# OBJECTIVE
Reproduce this listing in full.

(Excerpts of location labeling data)
+ + + +
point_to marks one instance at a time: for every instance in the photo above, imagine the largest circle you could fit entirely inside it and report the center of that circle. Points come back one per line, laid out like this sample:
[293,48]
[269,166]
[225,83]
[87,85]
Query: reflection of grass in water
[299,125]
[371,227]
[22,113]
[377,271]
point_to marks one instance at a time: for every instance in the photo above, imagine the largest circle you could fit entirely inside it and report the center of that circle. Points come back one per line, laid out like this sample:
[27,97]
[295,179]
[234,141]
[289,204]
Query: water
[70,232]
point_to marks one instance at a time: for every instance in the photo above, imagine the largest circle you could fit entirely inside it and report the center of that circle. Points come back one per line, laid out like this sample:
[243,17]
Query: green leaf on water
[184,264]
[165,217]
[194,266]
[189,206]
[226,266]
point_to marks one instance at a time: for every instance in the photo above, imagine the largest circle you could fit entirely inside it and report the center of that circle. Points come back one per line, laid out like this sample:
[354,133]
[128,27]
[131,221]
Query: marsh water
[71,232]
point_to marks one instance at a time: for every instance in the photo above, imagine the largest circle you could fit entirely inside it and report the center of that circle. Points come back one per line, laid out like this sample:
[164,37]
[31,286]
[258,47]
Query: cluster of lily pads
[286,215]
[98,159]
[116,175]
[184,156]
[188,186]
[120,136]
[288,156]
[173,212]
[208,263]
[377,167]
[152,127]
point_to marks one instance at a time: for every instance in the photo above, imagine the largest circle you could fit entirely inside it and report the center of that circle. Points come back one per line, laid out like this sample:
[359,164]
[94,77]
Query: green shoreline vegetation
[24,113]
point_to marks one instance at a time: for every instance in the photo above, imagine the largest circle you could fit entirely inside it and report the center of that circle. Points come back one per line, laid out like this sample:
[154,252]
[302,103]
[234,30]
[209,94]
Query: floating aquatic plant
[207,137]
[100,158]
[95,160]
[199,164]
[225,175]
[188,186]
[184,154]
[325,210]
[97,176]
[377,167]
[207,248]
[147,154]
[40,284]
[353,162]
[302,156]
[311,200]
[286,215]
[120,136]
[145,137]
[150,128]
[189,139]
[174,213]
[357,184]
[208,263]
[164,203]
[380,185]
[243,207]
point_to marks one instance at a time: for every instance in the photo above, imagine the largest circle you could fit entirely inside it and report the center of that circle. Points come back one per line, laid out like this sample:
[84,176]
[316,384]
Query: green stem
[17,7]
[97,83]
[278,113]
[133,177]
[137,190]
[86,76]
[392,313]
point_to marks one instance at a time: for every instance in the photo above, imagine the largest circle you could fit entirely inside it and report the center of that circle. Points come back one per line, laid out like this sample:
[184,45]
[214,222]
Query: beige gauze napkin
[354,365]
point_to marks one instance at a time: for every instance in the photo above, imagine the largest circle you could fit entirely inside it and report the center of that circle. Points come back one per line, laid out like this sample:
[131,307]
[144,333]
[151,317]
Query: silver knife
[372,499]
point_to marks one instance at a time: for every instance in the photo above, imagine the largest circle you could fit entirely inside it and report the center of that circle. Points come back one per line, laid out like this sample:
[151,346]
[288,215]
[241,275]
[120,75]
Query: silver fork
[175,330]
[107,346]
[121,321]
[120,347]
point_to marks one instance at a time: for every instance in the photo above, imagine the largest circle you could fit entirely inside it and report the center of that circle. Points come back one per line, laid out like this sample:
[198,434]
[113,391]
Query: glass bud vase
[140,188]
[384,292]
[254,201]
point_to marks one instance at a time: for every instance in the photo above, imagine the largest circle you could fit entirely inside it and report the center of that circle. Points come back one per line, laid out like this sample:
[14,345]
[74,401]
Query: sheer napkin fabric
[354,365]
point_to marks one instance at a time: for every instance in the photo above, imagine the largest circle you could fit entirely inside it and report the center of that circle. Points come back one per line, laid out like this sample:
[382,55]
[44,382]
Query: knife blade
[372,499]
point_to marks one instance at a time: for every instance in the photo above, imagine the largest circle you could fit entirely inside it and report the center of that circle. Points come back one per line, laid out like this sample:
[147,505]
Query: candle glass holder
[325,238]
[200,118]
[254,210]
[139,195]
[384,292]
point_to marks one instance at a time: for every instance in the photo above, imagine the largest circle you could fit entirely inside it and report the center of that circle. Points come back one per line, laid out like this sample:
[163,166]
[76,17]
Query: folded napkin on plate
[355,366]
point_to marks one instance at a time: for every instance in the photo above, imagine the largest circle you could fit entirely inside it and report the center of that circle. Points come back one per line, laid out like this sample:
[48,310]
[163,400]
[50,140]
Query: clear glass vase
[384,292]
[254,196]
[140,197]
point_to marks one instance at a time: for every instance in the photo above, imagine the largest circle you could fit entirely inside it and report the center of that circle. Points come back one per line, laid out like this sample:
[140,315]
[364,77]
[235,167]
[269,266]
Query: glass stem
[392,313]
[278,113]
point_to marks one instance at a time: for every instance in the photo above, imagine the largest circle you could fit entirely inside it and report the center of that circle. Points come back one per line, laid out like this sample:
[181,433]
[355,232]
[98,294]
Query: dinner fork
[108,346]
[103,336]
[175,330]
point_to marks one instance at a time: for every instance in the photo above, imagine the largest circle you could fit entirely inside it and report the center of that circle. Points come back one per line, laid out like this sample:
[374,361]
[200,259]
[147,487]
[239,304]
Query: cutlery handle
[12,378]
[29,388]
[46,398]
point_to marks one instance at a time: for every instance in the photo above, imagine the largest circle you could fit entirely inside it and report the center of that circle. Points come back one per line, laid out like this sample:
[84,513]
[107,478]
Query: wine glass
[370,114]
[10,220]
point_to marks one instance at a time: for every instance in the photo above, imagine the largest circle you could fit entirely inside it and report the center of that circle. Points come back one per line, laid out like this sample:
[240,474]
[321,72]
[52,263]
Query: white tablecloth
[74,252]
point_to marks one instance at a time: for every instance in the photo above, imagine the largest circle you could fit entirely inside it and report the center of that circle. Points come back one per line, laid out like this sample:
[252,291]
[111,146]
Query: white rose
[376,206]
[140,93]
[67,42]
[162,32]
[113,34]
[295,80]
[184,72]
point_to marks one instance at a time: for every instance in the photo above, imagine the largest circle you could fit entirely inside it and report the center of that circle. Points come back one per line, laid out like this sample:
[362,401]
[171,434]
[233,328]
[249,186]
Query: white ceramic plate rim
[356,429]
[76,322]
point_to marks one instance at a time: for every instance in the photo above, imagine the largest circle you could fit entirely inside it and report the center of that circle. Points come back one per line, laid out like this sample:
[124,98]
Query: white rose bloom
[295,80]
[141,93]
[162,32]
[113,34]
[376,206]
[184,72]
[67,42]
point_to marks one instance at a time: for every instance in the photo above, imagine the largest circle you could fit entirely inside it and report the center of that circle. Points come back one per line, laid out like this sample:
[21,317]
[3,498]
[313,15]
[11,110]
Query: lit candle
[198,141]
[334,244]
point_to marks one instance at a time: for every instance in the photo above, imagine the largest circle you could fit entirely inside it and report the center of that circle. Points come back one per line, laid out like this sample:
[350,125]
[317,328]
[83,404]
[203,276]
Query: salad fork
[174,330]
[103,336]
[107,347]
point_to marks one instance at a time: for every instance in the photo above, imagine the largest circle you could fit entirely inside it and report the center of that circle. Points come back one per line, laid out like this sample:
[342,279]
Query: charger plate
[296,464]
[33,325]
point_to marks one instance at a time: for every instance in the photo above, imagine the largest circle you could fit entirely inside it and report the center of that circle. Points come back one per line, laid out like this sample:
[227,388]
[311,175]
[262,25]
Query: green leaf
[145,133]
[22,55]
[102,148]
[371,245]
+ + + +
# ANSWER TO THIS TASK
point_to marks one instance at a time: for every instance in the photo above, imagine the largest circle you could fit entirely inside it and report the center of that circle. Points come back one per line, laid out like this sample:
[293,48]
[269,166]
[225,83]
[87,85]
Query: reflection of grass in water
[299,125]
[371,227]
[22,113]
[377,271]
point_to marks one instance at a time: for every instance in the photo above, imagine the largest circle you could fit entirely inside it and report the center of that circle. Points come back one per line, laid out like this sample:
[27,97]
[295,179]
[234,141]
[289,204]
Query: water
[70,232]
point_to marks one instance at a time: for every instance in the photo above, imagine the largest circle you could fit entirely inside it and report the center of that circle. Points come back one per line, laid out like this sample:
[243,17]
Query: green leaf on water
[184,264]
[165,217]
[194,266]
[189,206]
[226,266]
point_to marks one instance at a time: for every instance in the photo above, imagine the largest circle you could fit entirely inside it and report the center of that circle. Points come back one per line, laid out like this sample:
[354,133]
[128,27]
[131,221]
Query: marsh water
[71,232]
point_to marks one instance at a time: for every instance in the photo above, imagine the largest circle you could fit entirely inside it and report the center of that circle. Points come back one per line, laid out like this sample:
[164,37]
[31,286]
[258,47]
Query: cluster of lily pads
[286,215]
[98,159]
[116,175]
[184,156]
[188,186]
[120,136]
[288,156]
[173,212]
[208,263]
[377,167]
[152,127]
point_to marks one instance at a time: for every instance in the photo above, imagine the largest circle you could fit entirely inside it and report the center of that circle. Points come back one per line, laid out like this sample:
[359,164]
[94,77]
Query: green shoreline vegetation
[24,113]
point_to marks one instance at a time: for every instance in the photo above, imagine the largest circle you could fit entirely inside it and report the center of that circle. Points come back one per line, laid out like this sample:
[154,252]
[302,103]
[234,30]
[209,94]
Query: floating aquatic plant
[207,137]
[100,158]
[95,160]
[199,164]
[225,175]
[188,186]
[184,154]
[325,210]
[97,176]
[377,167]
[207,248]
[147,154]
[40,284]
[353,162]
[302,156]
[311,200]
[286,215]
[120,136]
[145,137]
[150,128]
[189,139]
[174,213]
[357,184]
[208,263]
[164,203]
[380,185]
[243,207]
point_to marks one instance at a time: for every instance in the photo above, imagine the largest circle you could fit entirely inside it and report the center of that circle. Points come back one per line, laid out like this sample:
[84,176]
[316,384]
Query: green stem
[17,7]
[97,83]
[278,113]
[133,177]
[137,190]
[86,76]
[392,313]
point_to marks one instance at a time: for every instance in the photo above, imagine the largest circle you could fit entirely inside it and report the center of that circle. Points come back one per line, laid out like this sample:
[184,45]
[214,222]
Query: beige gauze napkin
[354,365]
point_to marks one instance at a time: for every instance in the photo above, imagine the largest circle you could fit entirely inside it and report the center of that circle. Points come back one per line, laid out like this sample:
[131,307]
[144,333]
[151,317]
Query: silver knife
[372,499]
point_to marks one instance at a time: for every instance in the photo above, imagine the largest circle you could fit entirely inside it and report the center of that circle. Points come back one per line, laid out like this sample:
[151,346]
[288,215]
[241,275]
[120,75]
Query: silver fork
[175,330]
[107,346]
[121,321]
[120,347]
point_to marks one instance at a time: for every instance in the photo above, imagine the largest circle you could fit entirely inside it and report the center of that circle. Points come back one per line, laid out like this sample:
[198,434]
[113,391]
Query: glass bud vase
[140,188]
[384,292]
[254,201]
point_to marks one instance at a time: for every instance in the photo above, imagine the largest circle you could fit entirely inside it and report the center of that circle. Points come back one per line, laid out like this sample:
[14,345]
[74,401]
Query: sheer napkin fabric
[354,365]
point_to marks one instance at a time: for every instance in the photo above, imagine the largest circle you could fit entirely inside it and report the center of that circle. Points come back one per line, laid out like this sample:
[382,55]
[44,382]
Query: knife blade
[372,499]
point_to marks one instance at a time: for every instance in the photo above, imagine the largest circle you could fit entirely inside it and report the center of that circle. Points come back one per line, laid out like this sample:
[147,505]
Query: candle glass holder
[325,238]
[200,118]
[254,210]
[139,195]
[384,292]
point_to marks one instance at a time: for every instance in the photo above, imagine the largest circle you could fit entirely inside it and report the center of that circle. Points come back one per line, laid out like this sample:
[163,166]
[76,17]
Query: folded napkin on plate
[355,366]
point_to marks one instance at a time: for every instance in the photo above, imagine the largest circle you could fit entirely inside it and report the center of that circle. Points come back one per line, laid out like this sample:
[48,310]
[163,400]
[50,140]
Query: clear glass vase
[384,292]
[254,196]
[140,197]
point_to marks one instance at a time: for every instance in the photo above, imagine the largest circle you could fit entirely inside it and report the center of that circle. Points come back one per line, laid out like this sample:
[140,315]
[364,77]
[235,167]
[269,266]
Query: glass stem
[392,313]
[278,113]
point_to marks one instance at a time: for every instance in the photo above, imagine the largest circle you could fit entirely inside it and report the center of that circle. Points come back one per line, laid out like this sample:
[181,433]
[355,232]
[98,294]
Query: dinner fork
[108,346]
[103,336]
[175,330]
point_to marks one instance at a time: for every instance in the photo above, imagine the largest circle you could fit entirely inside it and report the center of that circle. Points come back one per line, laid out like this sample:
[374,361]
[200,259]
[147,487]
[239,304]
Query: cutlery handle
[12,378]
[29,388]
[46,398]
point_to marks one instance at a time: for every instance in the photo above, imagine the largest circle you could fit entirely inside it and report the center of that circle. Points come back one per line, laid out like this sample:
[84,513]
[107,478]
Query: wine glass
[370,114]
[10,220]
point_to marks one instance at a time: for every instance in the photo above, imagine the largest circle you could fit entirely inside it and report the center of that circle. Points come back one per line, laid out like this sample:
[240,474]
[321,72]
[52,263]
Query: white tablecloth
[74,252]
point_to marks one instance at a time: for every instance in the photo above, imagine the largest circle you could fit entirely inside it and report the center of that circle. Points come back one per line, laid out like this sample:
[252,291]
[111,146]
Query: white rose
[376,206]
[140,93]
[67,42]
[162,32]
[113,34]
[295,80]
[184,72]
point_to marks one instance at a time: for every instance in the photo above, imagine the largest circle you could fit entirely inside it and report the center of that circle. Points come back one per line, laid out like this sample:
[362,401]
[171,434]
[233,328]
[249,186]
Query: white ceramic plate rim
[356,429]
[76,322]
point_to marks one instance at a time: for every instance in the photo above, imagine the largest circle you could fit entirely inside it and report the center of that circle. Points come back one per line, laid out like this sample:
[124,98]
Query: white rose bloom
[295,80]
[141,93]
[162,32]
[113,34]
[376,206]
[184,72]
[67,42]
point_to marks one instance at a time: for every instance in the photo above, imagine the largest circle you could fit entirely inside it and report the center of that circle. Points come back one per line, laid out like this sample:
[21,317]
[3,498]
[313,15]
[11,110]
Query: lit candle
[198,141]
[334,244]
point_to marks one instance at a time: for every instance in the photo above, imagine the largest circle you could fit entirely inside it and report the center of that circle. Points come back one per line, laid out like this sample:
[350,125]
[317,328]
[83,404]
[203,276]
Query: salad fork
[174,330]
[103,336]
[107,347]
point_to marks one instance at a time: for every instance in the photo above, imagine the largest circle you could fit entirely inside it and report the center of that circle. Points come back one per line, laid out like this sample:
[342,279]
Query: charger plate
[296,464]
[33,325]
point_to marks one instance at a time: for every instance in the photo above, imagine the largest circle you could fit entirely inside it and report the center of that circle. Points come back one per line, laid out like this sample:
[227,388]
[311,175]
[262,25]
Query: green leaf
[145,133]
[22,55]
[102,148]
[371,245]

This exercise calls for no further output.